The Rolex Pepsi is the single most searched Rolex reference on the internet. More people look for it than the Submariner, more than the Daytona, more than any other configuration in the lineup. The red and blue ceramic bezel on a steel GMT-Master II became the watch that defined what a modern collector's Rolex looks like — and then Rolex discontinued it.
If you're looking for a Pepsi Rolex in 2026, you're buying pre-owned. The Rolex Pepsi is no longer available at authorized dealers. Here's everything you need to know about buying one on the secondary market.
Why It's Called the Pepsi
The nickname goes back to the 1970s. Collectors noticed that the red and blue bezel on the GMT-Master matched the Pepsi-Cola logo closely enough to stick. Rolex never used the name officially — they don't name watches after soft drinks — but authorized dealers, auction houses, and the brand's own marketing team eventually stopped pretending the nickname didn't exist. For the full story behind this and other Rolex nicknames, see our Rolex nicknames guide.

» **GOAL OF THE EXERCISE**
Answer these from the Rolex Pepsi text:
(a) What colors is the bezel on the Pepsi?
(b) Where does a Pepsi have to be bought in 2026?
(c) Which decade does the nickname go back to?

» **INFORMATION SUPPLIED**
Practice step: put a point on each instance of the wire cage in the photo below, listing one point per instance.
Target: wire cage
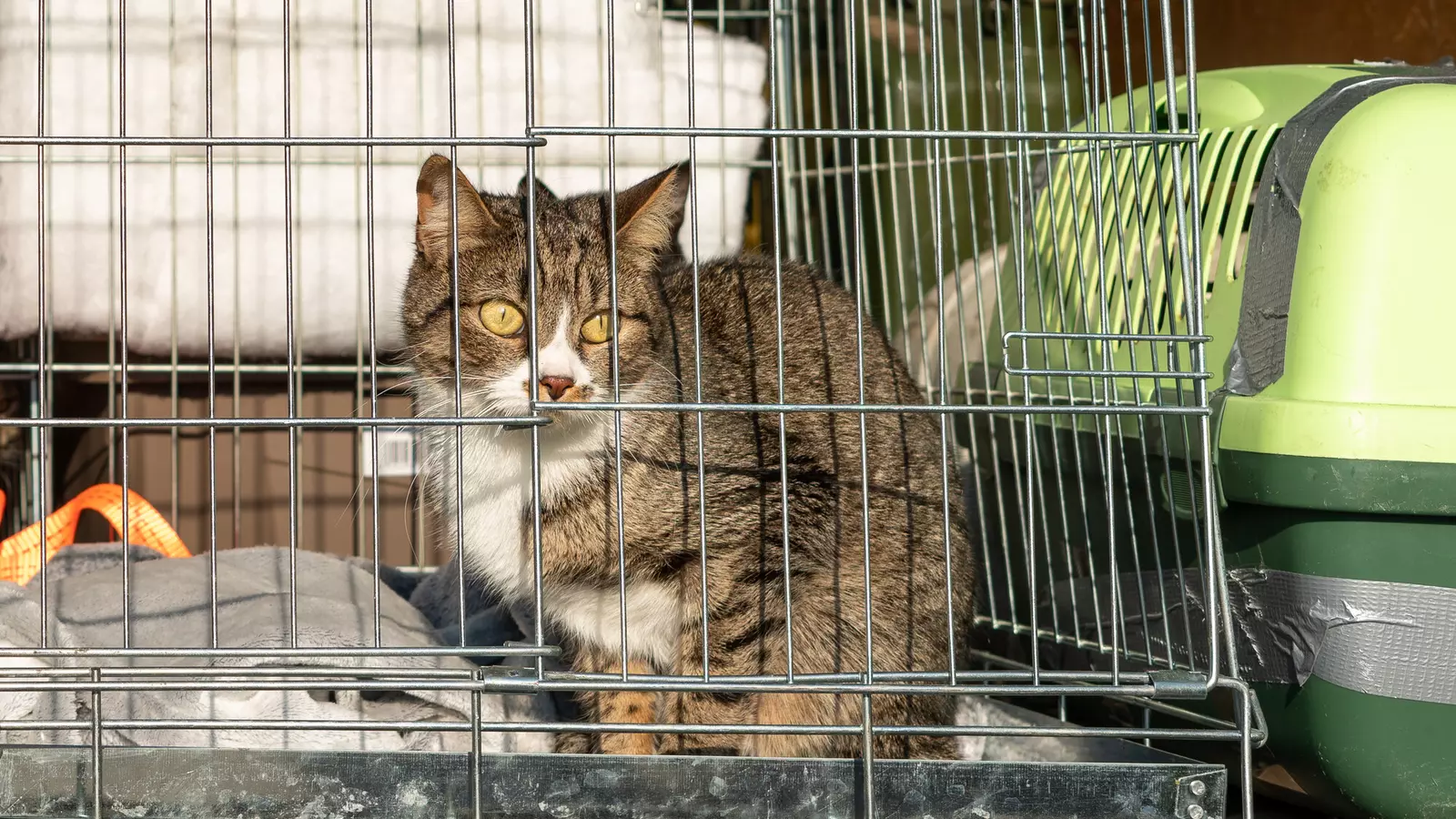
(206, 234)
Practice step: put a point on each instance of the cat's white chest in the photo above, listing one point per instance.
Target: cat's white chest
(497, 541)
(495, 472)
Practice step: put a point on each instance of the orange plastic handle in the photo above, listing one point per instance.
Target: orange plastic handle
(21, 552)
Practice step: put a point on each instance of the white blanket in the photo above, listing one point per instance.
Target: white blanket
(167, 205)
(171, 608)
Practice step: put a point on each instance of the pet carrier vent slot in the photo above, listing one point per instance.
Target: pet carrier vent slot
(1128, 276)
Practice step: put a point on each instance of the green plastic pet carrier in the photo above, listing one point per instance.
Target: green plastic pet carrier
(1327, 241)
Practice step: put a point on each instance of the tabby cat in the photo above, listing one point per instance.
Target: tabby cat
(752, 595)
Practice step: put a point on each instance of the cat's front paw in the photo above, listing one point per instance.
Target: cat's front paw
(574, 743)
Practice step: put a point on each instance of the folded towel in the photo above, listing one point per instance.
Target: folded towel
(171, 608)
(167, 205)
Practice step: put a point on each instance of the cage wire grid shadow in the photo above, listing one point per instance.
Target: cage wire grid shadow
(207, 232)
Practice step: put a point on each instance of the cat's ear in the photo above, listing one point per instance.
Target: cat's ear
(433, 210)
(650, 213)
(542, 191)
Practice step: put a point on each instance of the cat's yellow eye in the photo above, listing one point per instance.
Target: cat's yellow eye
(597, 329)
(501, 318)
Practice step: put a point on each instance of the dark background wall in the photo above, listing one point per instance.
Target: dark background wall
(1259, 33)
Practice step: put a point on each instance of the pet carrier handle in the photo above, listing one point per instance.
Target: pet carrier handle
(21, 552)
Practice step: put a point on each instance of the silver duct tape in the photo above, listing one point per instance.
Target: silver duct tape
(1369, 636)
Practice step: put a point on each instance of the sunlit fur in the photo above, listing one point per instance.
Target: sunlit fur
(662, 544)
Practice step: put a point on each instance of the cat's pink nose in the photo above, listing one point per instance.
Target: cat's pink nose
(557, 387)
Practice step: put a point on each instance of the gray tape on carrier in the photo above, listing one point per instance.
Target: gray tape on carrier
(1369, 636)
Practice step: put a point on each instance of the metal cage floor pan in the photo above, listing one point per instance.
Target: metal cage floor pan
(1052, 777)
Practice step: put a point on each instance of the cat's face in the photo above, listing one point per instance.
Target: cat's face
(572, 327)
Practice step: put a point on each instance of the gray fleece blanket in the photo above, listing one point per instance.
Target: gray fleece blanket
(171, 608)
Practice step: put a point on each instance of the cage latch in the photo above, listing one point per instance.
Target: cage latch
(1178, 685)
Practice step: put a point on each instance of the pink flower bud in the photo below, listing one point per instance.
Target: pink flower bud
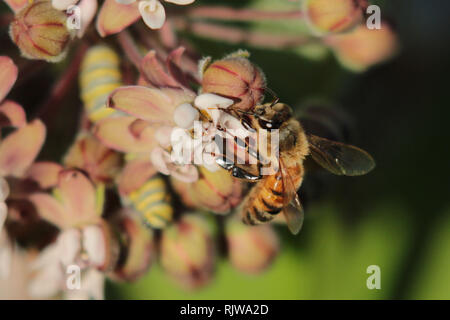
(324, 16)
(40, 31)
(101, 163)
(362, 48)
(235, 78)
(101, 246)
(215, 191)
(251, 249)
(187, 251)
(137, 249)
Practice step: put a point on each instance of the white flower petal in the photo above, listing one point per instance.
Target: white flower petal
(162, 135)
(95, 245)
(185, 115)
(88, 9)
(4, 189)
(211, 104)
(181, 2)
(152, 13)
(63, 4)
(69, 243)
(233, 125)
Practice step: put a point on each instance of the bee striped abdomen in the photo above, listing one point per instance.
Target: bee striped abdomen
(152, 202)
(265, 202)
(100, 75)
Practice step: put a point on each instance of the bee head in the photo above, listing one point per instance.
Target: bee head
(272, 116)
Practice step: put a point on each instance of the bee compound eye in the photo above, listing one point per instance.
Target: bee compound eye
(269, 125)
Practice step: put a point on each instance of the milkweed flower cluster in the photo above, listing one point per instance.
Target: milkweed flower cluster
(121, 198)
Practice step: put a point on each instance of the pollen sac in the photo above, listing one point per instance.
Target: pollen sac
(362, 48)
(325, 16)
(101, 163)
(215, 191)
(100, 246)
(251, 249)
(236, 78)
(137, 247)
(40, 31)
(187, 251)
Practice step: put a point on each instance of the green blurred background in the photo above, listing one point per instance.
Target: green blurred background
(397, 217)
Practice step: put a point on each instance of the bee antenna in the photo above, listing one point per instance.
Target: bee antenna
(274, 95)
(245, 112)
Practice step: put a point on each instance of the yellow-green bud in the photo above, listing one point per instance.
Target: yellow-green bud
(40, 31)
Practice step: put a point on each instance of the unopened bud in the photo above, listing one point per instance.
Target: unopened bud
(187, 251)
(325, 16)
(251, 249)
(215, 191)
(235, 78)
(40, 31)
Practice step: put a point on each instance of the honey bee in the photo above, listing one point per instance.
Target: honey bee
(277, 193)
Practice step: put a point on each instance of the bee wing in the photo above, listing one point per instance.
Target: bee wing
(294, 215)
(340, 158)
(293, 209)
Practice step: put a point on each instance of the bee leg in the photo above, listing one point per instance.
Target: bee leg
(225, 163)
(242, 174)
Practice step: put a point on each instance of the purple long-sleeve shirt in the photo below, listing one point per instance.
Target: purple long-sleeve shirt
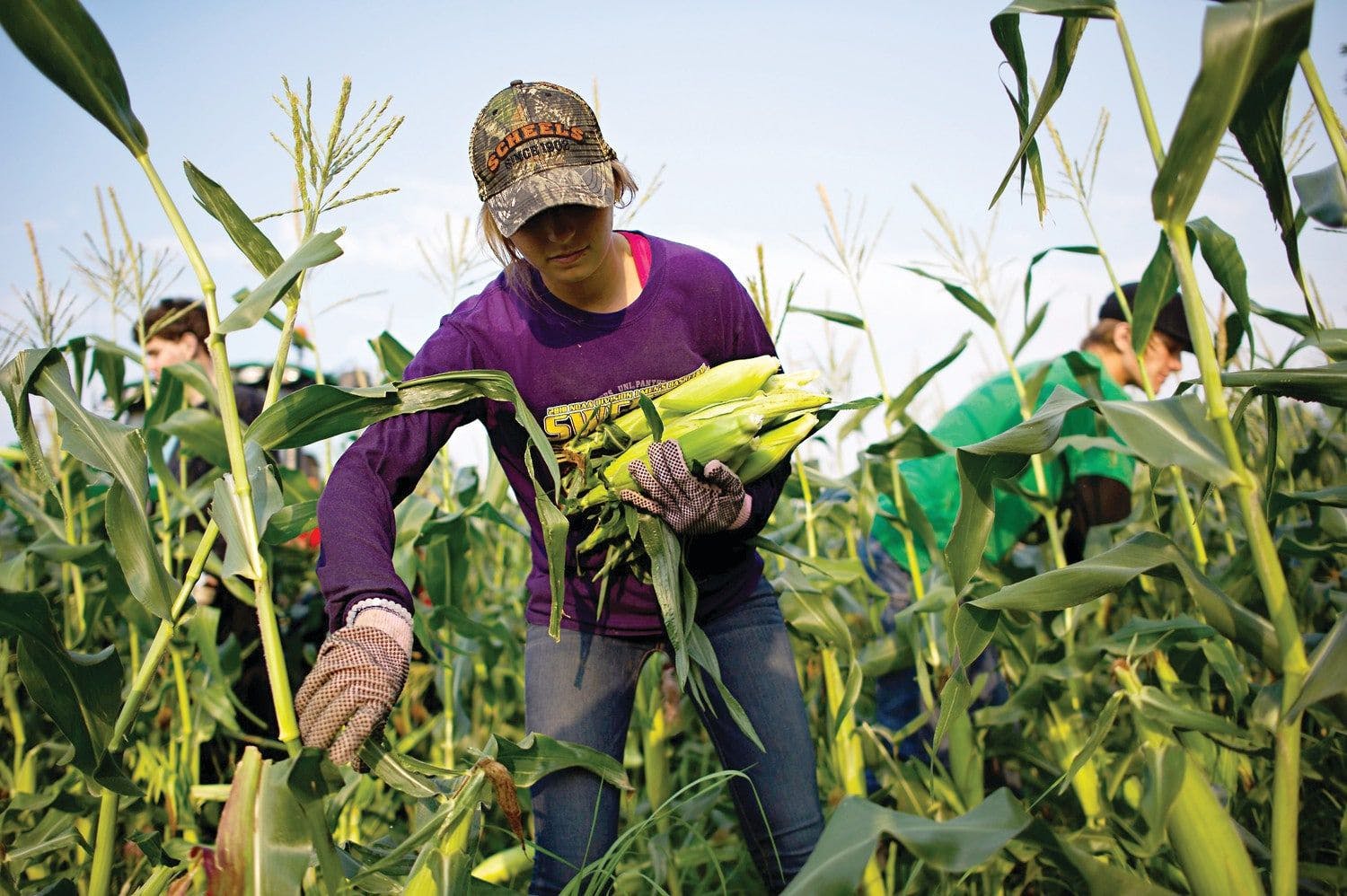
(566, 364)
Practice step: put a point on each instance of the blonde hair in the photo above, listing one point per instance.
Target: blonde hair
(516, 267)
(1101, 336)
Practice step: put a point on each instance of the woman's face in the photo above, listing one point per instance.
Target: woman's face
(568, 242)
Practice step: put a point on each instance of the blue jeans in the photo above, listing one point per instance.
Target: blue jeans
(582, 690)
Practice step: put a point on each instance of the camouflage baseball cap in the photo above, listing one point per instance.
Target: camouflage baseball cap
(535, 145)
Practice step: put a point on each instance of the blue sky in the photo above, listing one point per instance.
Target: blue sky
(746, 107)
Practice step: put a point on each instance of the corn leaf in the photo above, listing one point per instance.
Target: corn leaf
(1327, 674)
(1325, 384)
(834, 317)
(199, 433)
(1164, 774)
(959, 294)
(1141, 635)
(1323, 194)
(322, 411)
(1333, 496)
(101, 444)
(310, 780)
(1158, 707)
(1166, 433)
(665, 554)
(290, 522)
(128, 530)
(1331, 342)
(1171, 431)
(1150, 554)
(1099, 729)
(245, 234)
(955, 699)
(80, 691)
(1226, 264)
(317, 250)
(1158, 283)
(1001, 457)
(228, 511)
(16, 382)
(263, 844)
(972, 632)
(1300, 323)
(1104, 877)
(392, 355)
(64, 43)
(956, 845)
(1245, 51)
(1005, 30)
(703, 655)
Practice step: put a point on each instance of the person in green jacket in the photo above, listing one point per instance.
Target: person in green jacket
(1093, 484)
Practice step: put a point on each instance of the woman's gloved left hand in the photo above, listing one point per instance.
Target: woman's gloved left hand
(691, 505)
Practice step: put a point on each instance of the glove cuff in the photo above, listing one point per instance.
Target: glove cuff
(388, 623)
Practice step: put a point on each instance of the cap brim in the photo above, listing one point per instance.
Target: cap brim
(568, 185)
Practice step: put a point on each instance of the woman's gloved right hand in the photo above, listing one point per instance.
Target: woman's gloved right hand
(360, 672)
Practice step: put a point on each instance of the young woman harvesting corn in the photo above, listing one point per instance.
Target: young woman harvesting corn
(585, 320)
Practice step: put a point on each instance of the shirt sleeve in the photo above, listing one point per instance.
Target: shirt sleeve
(374, 476)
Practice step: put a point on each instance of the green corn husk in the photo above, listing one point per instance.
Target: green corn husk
(795, 380)
(722, 382)
(1210, 852)
(780, 406)
(729, 380)
(702, 441)
(772, 446)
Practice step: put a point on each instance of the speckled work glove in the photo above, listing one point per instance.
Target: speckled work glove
(691, 505)
(360, 672)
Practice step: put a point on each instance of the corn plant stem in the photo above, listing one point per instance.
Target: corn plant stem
(1158, 153)
(1325, 110)
(1271, 577)
(287, 334)
(288, 728)
(846, 747)
(1199, 549)
(75, 575)
(23, 779)
(656, 755)
(145, 672)
(100, 874)
(1139, 88)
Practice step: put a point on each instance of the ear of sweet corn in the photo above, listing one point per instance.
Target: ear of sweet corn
(714, 415)
(1210, 852)
(772, 446)
(729, 380)
(722, 382)
(702, 441)
(795, 380)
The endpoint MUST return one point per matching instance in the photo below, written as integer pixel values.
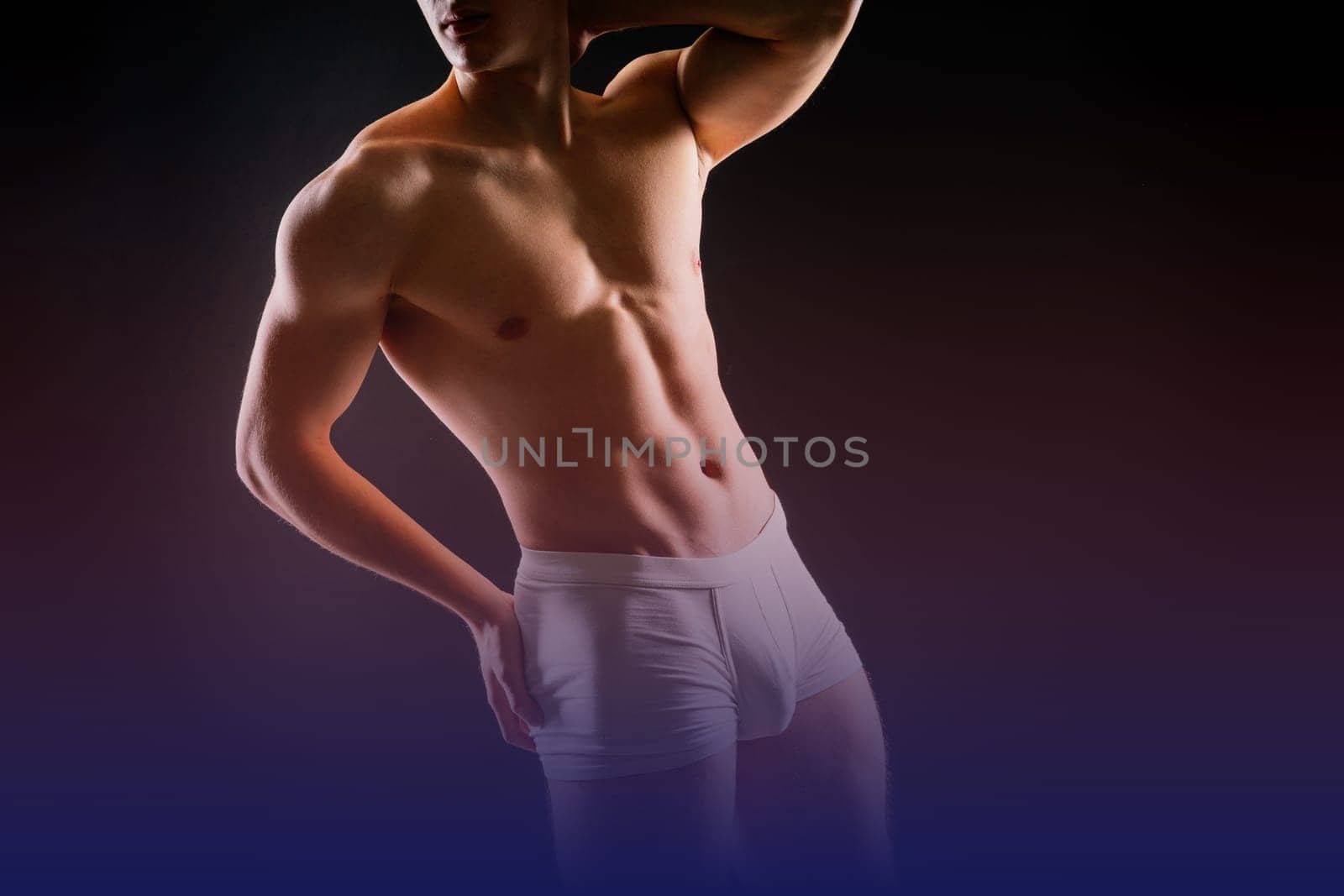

» **FULL OUTPUT**
(a) Red and blue.
(b) On the secondary market, as a pre-owned watch.
(c) The 1970s.